DESCRIPTION OF THE TASK> Keeping every line intact, print the records that follow.

[Data entries]
───
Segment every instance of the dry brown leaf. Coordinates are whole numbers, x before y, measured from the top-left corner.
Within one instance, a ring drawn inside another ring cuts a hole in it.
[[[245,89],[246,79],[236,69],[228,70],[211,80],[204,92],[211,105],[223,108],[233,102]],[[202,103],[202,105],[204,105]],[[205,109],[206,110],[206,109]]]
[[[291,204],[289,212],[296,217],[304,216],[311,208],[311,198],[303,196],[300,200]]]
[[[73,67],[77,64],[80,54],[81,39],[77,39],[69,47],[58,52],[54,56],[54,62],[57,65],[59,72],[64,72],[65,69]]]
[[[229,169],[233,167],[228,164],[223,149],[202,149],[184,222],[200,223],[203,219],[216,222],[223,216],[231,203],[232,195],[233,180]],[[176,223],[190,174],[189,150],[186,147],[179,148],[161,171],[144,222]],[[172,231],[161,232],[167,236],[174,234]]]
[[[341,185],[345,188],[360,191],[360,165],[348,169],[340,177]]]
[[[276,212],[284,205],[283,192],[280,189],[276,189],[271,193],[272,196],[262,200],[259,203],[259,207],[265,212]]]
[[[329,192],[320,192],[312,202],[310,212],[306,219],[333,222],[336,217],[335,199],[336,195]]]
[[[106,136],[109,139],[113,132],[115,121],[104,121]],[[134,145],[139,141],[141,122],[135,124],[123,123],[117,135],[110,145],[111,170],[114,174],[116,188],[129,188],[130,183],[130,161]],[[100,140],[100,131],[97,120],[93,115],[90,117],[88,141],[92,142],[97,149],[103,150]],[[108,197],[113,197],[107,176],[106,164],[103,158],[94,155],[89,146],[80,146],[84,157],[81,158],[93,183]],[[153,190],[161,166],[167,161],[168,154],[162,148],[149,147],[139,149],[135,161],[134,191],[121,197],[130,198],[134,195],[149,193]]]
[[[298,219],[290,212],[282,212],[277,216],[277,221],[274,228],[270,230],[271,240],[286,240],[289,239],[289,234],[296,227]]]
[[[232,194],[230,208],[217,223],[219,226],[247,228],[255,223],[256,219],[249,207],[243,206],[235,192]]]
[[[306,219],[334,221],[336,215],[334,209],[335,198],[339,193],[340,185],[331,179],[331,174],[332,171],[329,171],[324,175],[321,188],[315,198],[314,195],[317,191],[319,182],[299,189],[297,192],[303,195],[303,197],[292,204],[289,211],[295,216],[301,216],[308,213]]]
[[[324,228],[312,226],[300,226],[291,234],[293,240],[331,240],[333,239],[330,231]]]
───
YOUR RESPONSE>
Segment every instance of the dry brown leaf. Coordinates are whole numbers, x before y, measured from the top-left corner.
Within one instance, a ring drawn inside another ring cuts a hole in it.
[[[245,89],[246,79],[236,69],[228,70],[211,80],[204,92],[211,105],[223,108],[233,102]],[[202,103],[202,105],[204,105]],[[205,109],[206,110],[206,109]]]
[[[291,204],[289,212],[296,217],[304,216],[311,208],[311,198],[303,196],[300,200]]]
[[[73,67],[77,64],[80,54],[81,39],[77,39],[69,47],[58,52],[54,56],[54,62],[57,65],[59,72],[64,72],[65,69]]]
[[[229,169],[233,167],[228,164],[223,149],[202,149],[184,222],[200,223],[203,219],[216,222],[223,216],[231,203],[232,195],[233,180]],[[176,223],[190,174],[189,150],[186,147],[179,148],[161,171],[144,222]],[[172,231],[161,232],[167,236],[174,234]]]
[[[341,185],[345,188],[360,191],[360,165],[348,169],[340,177]]]
[[[276,212],[284,205],[283,192],[280,189],[276,189],[271,193],[272,196],[262,200],[259,203],[259,207],[265,212]]]
[[[329,192],[320,192],[312,202],[310,212],[306,219],[333,222],[336,217],[335,199],[336,195]]]
[[[106,136],[109,139],[113,132],[115,121],[104,121]],[[134,145],[139,141],[141,122],[135,124],[123,123],[117,135],[110,145],[111,170],[114,174],[116,188],[129,188],[130,183],[130,161]],[[100,140],[100,131],[97,120],[93,115],[90,117],[88,141],[92,142],[97,149],[103,150]],[[108,197],[113,197],[107,176],[106,164],[103,158],[94,155],[89,146],[80,146],[84,157],[81,158],[93,183]],[[153,190],[161,166],[167,161],[168,154],[162,148],[149,147],[139,149],[135,161],[134,191],[121,197],[130,198],[134,195],[149,193]]]
[[[298,219],[290,212],[282,212],[277,216],[277,221],[274,228],[270,230],[271,240],[286,240],[289,239],[289,234],[296,227]]]
[[[232,194],[230,208],[217,223],[219,226],[247,228],[255,223],[256,219],[249,207],[243,206],[235,192]]]
[[[306,219],[334,221],[336,215],[334,209],[335,198],[339,193],[340,185],[331,179],[331,174],[332,171],[329,171],[324,175],[321,188],[315,198],[314,195],[317,191],[319,182],[299,189],[297,192],[303,195],[303,197],[292,204],[289,211],[295,216],[301,216],[308,213]]]
[[[324,228],[312,226],[300,226],[291,234],[293,240],[331,240],[333,239],[330,231]]]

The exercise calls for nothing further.